Copy out the data from the line containing "If you could segment every instance of the brick" down to the line containing "L 81 24 L 80", replacing "brick wall" with "stone wall" and leaving everything else unchanged.

[Start SUPPLIED DATA]

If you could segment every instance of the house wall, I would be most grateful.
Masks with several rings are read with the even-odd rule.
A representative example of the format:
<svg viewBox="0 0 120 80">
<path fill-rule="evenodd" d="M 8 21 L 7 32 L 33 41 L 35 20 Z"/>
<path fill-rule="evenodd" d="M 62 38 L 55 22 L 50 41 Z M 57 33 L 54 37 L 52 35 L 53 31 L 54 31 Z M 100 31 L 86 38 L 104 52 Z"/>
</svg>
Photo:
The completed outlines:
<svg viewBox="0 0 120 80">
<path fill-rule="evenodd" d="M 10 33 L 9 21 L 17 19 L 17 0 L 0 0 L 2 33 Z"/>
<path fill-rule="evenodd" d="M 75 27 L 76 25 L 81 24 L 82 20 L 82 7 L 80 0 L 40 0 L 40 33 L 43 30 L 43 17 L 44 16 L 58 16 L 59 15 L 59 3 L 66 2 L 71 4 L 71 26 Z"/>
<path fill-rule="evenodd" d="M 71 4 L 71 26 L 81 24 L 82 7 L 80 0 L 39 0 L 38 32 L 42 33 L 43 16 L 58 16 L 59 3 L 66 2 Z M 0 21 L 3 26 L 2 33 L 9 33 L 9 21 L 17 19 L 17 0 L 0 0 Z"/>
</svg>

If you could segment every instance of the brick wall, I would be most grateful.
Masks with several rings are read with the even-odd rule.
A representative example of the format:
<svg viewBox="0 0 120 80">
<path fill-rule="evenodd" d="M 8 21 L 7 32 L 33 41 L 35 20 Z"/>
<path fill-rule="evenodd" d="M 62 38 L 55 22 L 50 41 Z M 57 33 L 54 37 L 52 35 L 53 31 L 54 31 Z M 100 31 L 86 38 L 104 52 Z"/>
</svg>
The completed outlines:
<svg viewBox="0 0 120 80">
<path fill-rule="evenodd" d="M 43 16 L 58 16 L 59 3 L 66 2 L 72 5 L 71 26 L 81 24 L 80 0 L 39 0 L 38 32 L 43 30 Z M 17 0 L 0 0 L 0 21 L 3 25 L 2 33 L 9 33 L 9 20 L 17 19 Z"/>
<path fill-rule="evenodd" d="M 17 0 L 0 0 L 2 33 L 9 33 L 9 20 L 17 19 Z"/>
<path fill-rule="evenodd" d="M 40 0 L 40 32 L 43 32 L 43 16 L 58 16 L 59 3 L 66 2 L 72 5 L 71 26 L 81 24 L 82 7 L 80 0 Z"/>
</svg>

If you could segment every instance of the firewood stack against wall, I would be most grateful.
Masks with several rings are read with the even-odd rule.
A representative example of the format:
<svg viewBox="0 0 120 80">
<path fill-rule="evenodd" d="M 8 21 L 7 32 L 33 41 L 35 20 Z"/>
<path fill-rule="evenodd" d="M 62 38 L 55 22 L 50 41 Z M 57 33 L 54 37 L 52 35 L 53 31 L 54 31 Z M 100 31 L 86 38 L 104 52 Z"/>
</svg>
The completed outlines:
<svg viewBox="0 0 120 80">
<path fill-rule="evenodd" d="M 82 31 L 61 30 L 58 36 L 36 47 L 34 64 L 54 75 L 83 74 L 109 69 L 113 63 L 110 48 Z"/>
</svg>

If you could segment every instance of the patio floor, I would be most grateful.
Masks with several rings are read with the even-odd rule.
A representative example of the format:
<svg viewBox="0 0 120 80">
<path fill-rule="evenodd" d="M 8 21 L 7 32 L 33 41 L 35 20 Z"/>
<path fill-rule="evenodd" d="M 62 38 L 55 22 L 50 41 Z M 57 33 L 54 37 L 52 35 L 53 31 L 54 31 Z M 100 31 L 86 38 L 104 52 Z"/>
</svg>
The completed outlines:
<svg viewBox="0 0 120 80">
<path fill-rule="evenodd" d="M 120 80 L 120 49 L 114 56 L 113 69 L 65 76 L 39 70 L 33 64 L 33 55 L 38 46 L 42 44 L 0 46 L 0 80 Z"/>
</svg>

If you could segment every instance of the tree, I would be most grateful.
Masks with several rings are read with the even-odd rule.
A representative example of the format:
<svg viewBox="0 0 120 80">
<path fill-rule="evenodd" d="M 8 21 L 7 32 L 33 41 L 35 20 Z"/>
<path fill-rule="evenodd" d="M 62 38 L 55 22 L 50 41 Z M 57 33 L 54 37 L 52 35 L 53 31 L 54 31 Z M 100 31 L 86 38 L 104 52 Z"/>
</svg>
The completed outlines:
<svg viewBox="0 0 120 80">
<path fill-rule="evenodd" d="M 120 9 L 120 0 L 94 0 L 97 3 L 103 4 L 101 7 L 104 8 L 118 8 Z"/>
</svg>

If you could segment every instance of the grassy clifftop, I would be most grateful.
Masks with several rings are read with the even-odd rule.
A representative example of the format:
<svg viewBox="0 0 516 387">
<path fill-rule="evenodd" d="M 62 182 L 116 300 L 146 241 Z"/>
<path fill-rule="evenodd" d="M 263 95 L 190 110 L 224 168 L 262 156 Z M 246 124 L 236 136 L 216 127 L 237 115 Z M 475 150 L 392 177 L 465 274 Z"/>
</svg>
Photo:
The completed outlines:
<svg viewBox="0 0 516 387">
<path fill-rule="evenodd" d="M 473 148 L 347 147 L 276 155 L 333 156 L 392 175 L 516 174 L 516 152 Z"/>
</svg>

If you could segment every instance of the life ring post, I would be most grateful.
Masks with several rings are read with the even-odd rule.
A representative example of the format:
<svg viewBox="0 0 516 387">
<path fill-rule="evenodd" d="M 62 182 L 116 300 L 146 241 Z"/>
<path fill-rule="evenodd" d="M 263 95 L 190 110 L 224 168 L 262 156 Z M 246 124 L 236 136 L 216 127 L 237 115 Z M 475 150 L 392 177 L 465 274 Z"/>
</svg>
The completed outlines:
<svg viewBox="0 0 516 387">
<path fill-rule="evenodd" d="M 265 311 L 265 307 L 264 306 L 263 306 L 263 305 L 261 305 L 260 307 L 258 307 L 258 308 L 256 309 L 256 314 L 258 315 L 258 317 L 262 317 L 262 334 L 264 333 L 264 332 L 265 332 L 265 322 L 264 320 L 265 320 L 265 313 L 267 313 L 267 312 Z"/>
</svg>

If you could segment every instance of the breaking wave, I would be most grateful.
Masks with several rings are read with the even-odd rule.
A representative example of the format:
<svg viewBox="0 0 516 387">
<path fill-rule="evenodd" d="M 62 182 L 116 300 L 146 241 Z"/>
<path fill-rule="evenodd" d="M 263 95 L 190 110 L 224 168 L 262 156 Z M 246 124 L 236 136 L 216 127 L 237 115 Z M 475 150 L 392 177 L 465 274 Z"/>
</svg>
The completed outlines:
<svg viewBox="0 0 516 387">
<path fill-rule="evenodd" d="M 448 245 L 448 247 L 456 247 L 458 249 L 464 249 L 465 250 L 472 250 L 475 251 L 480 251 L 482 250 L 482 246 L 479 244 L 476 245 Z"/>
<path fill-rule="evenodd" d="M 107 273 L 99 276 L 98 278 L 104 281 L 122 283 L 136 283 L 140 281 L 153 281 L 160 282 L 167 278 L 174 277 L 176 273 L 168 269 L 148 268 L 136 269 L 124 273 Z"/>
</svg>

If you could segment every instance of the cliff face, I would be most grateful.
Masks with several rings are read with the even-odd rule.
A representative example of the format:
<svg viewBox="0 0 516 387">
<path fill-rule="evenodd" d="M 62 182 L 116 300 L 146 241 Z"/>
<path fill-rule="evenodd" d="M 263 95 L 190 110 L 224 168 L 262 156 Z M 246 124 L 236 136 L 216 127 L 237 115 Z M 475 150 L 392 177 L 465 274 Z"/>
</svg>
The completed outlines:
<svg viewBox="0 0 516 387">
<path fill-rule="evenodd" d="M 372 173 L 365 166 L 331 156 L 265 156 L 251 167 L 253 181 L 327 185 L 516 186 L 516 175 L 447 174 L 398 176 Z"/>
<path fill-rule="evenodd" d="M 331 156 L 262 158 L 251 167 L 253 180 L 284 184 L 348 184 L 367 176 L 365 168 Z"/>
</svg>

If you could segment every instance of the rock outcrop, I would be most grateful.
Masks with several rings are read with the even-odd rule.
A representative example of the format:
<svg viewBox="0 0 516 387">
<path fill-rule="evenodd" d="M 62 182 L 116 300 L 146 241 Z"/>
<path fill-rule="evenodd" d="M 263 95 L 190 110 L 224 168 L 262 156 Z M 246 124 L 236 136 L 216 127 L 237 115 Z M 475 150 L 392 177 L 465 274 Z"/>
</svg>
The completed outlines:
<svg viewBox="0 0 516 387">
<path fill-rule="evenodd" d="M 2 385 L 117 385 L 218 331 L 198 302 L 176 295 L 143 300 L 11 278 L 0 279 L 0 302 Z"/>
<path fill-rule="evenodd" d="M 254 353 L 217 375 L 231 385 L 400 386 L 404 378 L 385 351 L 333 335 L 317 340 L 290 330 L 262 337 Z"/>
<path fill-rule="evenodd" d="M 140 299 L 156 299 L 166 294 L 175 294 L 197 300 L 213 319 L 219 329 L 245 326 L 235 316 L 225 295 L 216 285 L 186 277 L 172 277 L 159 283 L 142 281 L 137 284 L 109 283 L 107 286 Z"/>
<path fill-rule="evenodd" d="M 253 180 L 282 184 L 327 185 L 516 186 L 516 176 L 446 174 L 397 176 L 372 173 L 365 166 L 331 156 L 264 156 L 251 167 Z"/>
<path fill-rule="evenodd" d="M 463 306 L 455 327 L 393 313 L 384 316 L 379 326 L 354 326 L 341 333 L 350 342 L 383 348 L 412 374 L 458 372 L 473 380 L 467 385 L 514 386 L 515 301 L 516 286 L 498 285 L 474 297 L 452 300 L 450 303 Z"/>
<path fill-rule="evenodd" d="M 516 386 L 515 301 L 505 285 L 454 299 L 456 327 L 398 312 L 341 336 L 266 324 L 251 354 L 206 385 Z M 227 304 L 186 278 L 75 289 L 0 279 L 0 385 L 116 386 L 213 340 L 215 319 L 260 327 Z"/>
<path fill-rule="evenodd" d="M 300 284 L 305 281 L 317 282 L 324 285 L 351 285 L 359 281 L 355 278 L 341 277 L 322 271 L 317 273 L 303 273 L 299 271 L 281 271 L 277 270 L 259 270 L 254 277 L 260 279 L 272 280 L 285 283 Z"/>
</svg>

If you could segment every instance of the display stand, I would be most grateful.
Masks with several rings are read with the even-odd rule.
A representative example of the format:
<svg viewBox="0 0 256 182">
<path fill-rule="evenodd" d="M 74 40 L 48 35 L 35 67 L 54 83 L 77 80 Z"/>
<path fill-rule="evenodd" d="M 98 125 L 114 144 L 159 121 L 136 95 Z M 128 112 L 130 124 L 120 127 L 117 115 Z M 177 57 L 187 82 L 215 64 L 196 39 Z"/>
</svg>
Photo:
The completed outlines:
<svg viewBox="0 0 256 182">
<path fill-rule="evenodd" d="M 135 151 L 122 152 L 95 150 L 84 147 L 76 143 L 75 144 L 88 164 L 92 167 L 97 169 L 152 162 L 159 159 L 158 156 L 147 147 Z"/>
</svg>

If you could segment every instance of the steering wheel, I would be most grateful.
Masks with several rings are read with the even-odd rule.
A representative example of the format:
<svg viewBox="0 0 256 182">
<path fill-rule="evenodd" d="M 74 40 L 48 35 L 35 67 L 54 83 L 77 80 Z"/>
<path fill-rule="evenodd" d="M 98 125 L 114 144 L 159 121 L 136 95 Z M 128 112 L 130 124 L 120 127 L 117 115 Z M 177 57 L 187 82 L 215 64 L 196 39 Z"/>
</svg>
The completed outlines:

[End SUPPLIED DATA]

COMPLETED EXERCISE
If you could segment every instance of the stone wall, I would be most grateful.
Masks with several rings are read with the even-odd rule.
A representative example of the format:
<svg viewBox="0 0 120 80">
<path fill-rule="evenodd" d="M 8 21 L 7 32 L 33 41 L 35 20 Z"/>
<path fill-rule="evenodd" d="M 62 38 L 55 22 L 50 41 Z M 57 33 L 54 37 L 52 35 L 53 31 L 54 31 Z M 100 31 L 86 38 L 104 52 Z"/>
</svg>
The completed outlines:
<svg viewBox="0 0 120 80">
<path fill-rule="evenodd" d="M 43 16 L 58 16 L 59 3 L 66 2 L 72 5 L 71 26 L 81 24 L 80 0 L 39 0 L 38 32 L 43 30 Z M 17 0 L 0 0 L 0 21 L 3 25 L 2 33 L 9 33 L 9 20 L 17 19 Z"/>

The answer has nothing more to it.